◆ **Records drawn from a dataset**
* * * *

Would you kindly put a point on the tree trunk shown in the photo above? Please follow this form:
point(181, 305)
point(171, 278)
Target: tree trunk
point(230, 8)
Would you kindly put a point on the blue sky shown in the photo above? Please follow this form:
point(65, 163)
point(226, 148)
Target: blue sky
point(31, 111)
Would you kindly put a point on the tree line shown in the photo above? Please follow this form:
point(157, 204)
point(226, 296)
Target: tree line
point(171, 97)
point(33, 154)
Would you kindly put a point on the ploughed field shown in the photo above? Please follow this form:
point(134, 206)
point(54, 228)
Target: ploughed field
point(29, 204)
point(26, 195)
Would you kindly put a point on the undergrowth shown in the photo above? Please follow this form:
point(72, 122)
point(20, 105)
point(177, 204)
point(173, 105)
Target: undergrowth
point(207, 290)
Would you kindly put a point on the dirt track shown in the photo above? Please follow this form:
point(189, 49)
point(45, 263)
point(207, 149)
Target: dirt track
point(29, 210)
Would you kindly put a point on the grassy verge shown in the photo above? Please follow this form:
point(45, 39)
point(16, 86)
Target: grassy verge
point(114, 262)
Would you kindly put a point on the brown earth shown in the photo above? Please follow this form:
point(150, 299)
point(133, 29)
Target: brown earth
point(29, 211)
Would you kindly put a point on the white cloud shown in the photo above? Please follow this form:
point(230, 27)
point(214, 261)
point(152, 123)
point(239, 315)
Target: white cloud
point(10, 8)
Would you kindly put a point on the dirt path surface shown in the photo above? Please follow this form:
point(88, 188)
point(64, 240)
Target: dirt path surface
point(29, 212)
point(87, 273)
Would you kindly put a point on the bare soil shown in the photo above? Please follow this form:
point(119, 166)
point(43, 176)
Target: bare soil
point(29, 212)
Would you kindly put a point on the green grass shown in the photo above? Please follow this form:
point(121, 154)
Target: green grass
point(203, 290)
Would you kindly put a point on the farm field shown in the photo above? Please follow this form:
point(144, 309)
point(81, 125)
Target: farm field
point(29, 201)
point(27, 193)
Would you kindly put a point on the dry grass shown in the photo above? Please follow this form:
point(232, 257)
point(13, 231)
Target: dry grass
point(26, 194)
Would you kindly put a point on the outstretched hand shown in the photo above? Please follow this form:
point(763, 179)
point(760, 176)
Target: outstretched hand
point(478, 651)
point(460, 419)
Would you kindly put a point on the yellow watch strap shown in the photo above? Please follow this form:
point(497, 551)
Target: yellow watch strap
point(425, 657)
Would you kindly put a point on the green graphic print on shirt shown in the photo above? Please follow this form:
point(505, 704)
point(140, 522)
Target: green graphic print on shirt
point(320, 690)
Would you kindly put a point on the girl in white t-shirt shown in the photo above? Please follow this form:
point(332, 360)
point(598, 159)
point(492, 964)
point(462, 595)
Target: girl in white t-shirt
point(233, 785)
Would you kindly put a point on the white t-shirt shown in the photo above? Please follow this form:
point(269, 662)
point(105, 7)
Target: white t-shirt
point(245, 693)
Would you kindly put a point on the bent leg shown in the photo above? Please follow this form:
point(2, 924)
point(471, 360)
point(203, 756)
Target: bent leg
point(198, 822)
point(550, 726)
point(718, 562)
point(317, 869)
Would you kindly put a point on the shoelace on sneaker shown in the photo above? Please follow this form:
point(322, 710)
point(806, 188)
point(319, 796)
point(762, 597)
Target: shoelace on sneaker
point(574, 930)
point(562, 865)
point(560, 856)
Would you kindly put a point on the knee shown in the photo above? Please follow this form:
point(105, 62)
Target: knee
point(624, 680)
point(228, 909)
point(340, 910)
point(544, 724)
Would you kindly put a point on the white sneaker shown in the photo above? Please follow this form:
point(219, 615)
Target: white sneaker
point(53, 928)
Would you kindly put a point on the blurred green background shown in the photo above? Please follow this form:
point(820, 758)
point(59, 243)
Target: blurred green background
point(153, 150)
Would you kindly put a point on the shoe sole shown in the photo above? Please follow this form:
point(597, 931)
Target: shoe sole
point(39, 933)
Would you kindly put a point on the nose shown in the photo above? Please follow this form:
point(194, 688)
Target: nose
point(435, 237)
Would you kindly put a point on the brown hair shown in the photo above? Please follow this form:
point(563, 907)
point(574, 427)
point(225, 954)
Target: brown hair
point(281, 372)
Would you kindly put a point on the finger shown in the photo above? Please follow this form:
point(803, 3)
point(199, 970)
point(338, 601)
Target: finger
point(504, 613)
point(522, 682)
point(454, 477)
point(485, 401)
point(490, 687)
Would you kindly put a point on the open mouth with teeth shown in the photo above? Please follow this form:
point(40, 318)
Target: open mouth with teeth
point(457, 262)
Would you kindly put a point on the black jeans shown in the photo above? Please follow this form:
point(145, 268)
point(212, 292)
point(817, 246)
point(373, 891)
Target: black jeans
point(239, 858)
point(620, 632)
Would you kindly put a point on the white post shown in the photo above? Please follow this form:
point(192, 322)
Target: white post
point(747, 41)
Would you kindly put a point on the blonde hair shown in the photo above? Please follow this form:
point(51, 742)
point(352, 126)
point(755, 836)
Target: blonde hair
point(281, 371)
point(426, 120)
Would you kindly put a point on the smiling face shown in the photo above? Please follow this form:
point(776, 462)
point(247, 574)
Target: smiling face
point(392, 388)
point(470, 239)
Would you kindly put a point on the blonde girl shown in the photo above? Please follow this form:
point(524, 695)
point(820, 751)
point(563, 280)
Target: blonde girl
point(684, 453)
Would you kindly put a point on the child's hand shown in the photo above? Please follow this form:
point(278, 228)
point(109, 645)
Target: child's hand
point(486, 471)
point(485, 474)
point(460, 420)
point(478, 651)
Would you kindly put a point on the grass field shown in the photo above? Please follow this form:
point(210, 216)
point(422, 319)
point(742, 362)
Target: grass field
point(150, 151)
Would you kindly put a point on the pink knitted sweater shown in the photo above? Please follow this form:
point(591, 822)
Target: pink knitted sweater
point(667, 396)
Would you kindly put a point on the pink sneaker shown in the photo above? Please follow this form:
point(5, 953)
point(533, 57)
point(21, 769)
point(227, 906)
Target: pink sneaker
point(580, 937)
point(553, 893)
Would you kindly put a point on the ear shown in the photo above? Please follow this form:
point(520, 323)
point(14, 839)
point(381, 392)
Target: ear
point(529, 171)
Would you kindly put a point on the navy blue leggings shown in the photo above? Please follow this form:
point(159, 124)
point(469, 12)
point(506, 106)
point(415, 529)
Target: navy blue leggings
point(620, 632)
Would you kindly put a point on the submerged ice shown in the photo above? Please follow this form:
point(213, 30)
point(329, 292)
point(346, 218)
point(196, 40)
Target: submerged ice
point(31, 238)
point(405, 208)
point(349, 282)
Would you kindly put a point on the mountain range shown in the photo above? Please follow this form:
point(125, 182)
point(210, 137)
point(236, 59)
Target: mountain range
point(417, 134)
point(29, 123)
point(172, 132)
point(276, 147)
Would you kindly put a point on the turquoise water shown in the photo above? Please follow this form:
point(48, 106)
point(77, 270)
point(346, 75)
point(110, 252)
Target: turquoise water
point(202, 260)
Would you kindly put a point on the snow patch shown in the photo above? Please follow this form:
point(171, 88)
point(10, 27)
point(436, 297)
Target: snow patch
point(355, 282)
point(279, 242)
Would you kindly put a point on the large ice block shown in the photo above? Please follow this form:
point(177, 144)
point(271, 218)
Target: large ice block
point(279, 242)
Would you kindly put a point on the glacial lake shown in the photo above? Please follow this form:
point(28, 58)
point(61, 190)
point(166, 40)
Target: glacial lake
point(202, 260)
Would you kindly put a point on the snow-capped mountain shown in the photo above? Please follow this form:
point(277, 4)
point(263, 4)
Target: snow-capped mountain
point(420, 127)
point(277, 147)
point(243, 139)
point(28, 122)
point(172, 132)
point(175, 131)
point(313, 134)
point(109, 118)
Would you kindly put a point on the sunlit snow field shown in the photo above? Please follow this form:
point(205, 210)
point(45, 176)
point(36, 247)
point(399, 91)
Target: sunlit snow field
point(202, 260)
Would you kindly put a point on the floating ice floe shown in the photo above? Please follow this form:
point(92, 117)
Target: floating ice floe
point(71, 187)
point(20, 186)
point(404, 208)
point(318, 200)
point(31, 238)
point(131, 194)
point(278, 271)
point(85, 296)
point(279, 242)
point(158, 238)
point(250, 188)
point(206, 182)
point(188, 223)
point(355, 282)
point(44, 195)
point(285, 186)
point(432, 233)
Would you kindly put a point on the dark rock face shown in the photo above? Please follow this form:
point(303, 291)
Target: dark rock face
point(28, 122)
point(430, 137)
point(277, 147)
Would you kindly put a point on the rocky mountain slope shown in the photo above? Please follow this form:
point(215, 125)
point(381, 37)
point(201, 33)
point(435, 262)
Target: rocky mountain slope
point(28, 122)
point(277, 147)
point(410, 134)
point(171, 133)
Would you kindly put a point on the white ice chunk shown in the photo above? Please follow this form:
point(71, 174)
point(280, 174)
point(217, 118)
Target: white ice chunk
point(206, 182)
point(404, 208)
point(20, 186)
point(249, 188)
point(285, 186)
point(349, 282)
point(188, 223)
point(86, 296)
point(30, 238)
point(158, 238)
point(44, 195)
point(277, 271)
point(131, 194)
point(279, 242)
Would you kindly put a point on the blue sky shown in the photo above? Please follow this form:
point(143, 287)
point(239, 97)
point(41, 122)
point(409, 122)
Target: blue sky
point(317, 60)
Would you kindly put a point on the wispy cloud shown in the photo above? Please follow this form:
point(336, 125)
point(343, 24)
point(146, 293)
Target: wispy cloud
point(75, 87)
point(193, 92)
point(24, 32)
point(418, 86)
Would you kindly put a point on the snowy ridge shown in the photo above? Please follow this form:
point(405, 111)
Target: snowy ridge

* * * *

◆ **EXERCISE**
Every line that holds the word "ridge" should be copied from the records.

◆ **ANSWER SECTION**
Would you kindly put a point on the snowy ridge shown in the photo above? Please follow this form:
Target: snowy ridge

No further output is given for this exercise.